Pour l'anecdote, sachez que certains étudiants (et enseignants !) arrivent à pervertir des modules de professionnalisation (culture entrepreneuriale, techniques de communication, comportements professionnels...) en des matières à apprendre par coeur (donc aussi «jetables» que le reste) ! Mais ce que j'en dis relève de mon expérience personnelle et n'est peut-être pas généralisable ! Espérons-le en tout cas !
Je crois qu'il est très important que ceux qui sont sensibilisés et conscients de ces problèmes essaient de rompre le cercle vicieux, chacun à son niveau : des étudiants, des parents, des enseignants-chercheurs, un responsable de formation dans un établissement universitaire, un Président d'université, un administratif, un professionnel en entreprise qui accueille un étudiant en stage... Ce sera déjà pas mal !

Très bonne journée !

KATO
| 15-07-2016 10:56
Visiblement, vous n'avez pas fait beaucoup de progrès en français, malgré toutes les formations suivies depuis votre arrivée en France en 1980.

leonidas
| 14-07-2016 17:54
Vous avez tout dit. Excellente analyse de la situation de notre système éducatif. J'espère que M Bouden est de passage. Un brave type.

zohra
| 14-07-2016 13:31
Donc que faire, il peut être temps peut d'ouvrir les centres de formation, recycler les jeunes, les aider à s'en sortir. Que les municipalités donnent une main forte à ce cercle vicieux, ouvrir des bureaux d'aide aux jeunes, leur apprendre à rédiger une lettre de motivation, un CV, leur apprendre à se vendre ect... Ouvrir des centres d'orientation. Que le tout monde se met au travail. Il faut bouger. Il faut motivet les jeunes, Il ya des jeunes honnetes ont ne va pas les punir eux aussi

Tunisienne
| 14-07-2016 10:33
Comment s'étonner lorsque s'est installée une culture de l'apprentissage instantané et «consommable» (entendez donc jetable !), de l'instrumentation du savoir et du délitement des valeurs (absence d'ambitions, de motivation, de rêve, de projets de vie et professionnels, de reconnaissance des valeurs intrinsèques du savoir, du travail, de l'effort...) ?

Items extraits d'une collection:

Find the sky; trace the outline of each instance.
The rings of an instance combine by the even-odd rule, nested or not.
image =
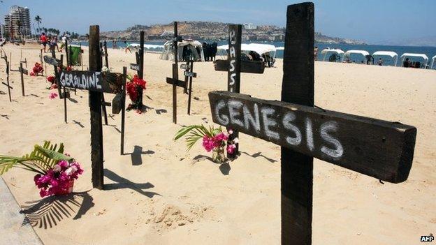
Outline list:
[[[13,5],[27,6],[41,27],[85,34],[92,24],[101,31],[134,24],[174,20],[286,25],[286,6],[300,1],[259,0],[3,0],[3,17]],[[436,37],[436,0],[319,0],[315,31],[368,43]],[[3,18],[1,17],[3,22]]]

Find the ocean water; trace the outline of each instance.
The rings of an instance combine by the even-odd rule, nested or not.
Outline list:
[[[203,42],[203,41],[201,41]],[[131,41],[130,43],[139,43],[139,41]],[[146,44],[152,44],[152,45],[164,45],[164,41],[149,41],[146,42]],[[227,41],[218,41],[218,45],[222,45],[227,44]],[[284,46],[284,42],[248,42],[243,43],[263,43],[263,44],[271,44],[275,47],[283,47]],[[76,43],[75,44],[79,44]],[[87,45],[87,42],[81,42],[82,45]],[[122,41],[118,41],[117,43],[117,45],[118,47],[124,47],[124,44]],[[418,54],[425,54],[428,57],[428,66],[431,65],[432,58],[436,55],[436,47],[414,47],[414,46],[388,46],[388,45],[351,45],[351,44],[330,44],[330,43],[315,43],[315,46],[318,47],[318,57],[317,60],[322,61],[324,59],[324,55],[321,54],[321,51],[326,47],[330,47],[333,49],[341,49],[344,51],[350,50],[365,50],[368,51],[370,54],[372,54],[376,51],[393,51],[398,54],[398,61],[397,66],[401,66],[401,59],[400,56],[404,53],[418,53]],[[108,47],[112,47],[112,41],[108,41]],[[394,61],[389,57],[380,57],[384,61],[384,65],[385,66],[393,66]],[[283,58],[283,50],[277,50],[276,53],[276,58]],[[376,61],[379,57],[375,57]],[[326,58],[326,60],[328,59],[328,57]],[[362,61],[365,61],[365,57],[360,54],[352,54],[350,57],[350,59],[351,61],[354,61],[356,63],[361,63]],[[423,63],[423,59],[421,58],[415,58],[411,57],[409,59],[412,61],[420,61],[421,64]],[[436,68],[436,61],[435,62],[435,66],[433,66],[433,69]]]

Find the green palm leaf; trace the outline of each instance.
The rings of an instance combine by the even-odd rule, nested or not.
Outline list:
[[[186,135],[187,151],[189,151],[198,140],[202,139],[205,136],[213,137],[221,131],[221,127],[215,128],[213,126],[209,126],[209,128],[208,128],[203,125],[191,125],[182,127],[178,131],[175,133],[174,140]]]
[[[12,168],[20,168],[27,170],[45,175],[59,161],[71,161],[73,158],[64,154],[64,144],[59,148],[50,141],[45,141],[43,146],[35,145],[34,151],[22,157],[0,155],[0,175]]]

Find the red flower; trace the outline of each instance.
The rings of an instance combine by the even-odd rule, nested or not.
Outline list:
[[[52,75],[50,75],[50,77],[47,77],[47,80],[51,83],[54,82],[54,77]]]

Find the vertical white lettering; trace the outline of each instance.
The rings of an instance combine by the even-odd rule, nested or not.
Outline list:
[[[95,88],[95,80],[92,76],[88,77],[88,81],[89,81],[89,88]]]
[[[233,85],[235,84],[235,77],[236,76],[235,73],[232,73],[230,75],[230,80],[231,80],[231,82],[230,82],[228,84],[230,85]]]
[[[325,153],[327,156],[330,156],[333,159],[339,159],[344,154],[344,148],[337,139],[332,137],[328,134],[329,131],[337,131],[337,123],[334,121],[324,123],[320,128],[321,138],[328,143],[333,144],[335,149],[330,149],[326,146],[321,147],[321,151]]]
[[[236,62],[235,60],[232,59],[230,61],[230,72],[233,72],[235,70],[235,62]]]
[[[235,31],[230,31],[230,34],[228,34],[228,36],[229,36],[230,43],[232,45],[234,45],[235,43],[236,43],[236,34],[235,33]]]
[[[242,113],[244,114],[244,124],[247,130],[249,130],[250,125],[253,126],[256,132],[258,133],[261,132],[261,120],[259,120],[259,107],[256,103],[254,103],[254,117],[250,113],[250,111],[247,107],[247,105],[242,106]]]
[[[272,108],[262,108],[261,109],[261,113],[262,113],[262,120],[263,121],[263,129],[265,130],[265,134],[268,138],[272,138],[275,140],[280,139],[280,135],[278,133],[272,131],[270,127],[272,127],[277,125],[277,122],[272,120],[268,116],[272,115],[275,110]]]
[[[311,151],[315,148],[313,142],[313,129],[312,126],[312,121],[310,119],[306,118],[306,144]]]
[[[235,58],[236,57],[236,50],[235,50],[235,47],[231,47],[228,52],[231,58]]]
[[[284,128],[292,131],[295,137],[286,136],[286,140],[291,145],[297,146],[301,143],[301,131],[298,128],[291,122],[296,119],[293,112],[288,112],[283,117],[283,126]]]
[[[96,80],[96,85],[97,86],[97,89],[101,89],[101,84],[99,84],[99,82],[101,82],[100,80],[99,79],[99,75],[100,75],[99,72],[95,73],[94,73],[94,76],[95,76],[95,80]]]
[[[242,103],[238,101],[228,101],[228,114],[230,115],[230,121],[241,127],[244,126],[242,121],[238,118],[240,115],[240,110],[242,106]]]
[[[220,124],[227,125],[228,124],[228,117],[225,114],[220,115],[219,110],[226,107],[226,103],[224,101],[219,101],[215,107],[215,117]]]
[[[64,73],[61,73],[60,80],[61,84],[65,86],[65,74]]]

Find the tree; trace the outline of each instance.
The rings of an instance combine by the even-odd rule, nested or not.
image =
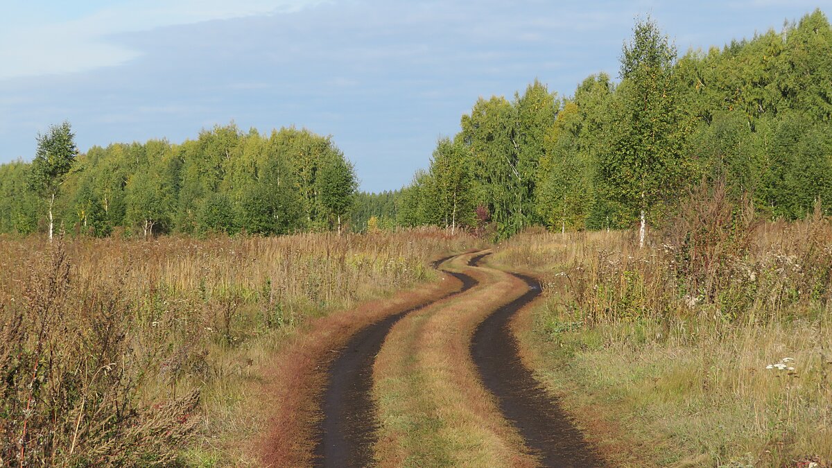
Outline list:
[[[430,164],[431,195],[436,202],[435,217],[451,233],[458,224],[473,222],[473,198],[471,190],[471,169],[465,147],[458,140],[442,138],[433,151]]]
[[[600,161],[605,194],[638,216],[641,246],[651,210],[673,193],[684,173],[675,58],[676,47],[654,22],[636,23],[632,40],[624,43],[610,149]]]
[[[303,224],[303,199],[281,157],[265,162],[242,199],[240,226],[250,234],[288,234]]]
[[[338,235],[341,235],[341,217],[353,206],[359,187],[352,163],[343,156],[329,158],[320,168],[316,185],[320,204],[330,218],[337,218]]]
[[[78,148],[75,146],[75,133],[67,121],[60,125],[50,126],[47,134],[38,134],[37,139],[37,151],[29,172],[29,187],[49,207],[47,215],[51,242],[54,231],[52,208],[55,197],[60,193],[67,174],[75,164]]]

◆ **CONSIGNES**
A: Répondez à ces questions sur le texte :
(i) Quels modules de professionnalisation sont cités entre parenthèses ?
(ii) Selon le commentaire de KATO, en quelle année la personne visée est-elle arrivée en France ?
(iii) Qui leonidas espère-t-il voir de passage ?
B: Recopiez, s'il vous plaît, le passage du texte de « Pour l'anecdote, sachez » à « bonne journée ! ».

◆ **CORRIGÉS**
A:
(i) La culture entrepreneuriale, les techniques de communication et les comportements professionnels.
(ii) En 1980.
(iii) M Bouden.

B:
Pour l'anecdote, sachez que certains étudiants (et enseignants !) arrivent à pervertir des modules de professionnalisation (culture entrepreneuriale, techniques de communication, comportements professionnels...) en des matières à apprendre par coeur (donc aussi «jetables» que le reste) ! Mais ce que j'en dis relève de mon expérience personnelle et n'est peut-être pas généralisable ! Espérons-le en tout cas !
Je crois qu'il est très important que ceux qui sont sensibilisés et conscients de ces problèmes essaient de rompre le cercle vicieux, chacun à son niveau : des étudiants, des parents, des enseignants-chercheurs, un responsable de formation dans un établissement universitaire, un Président d'université, un administratif, un professionnel en entreprise qui accueille un étudiant en stage... Ce sera déjà pas mal !

Très bonne journée !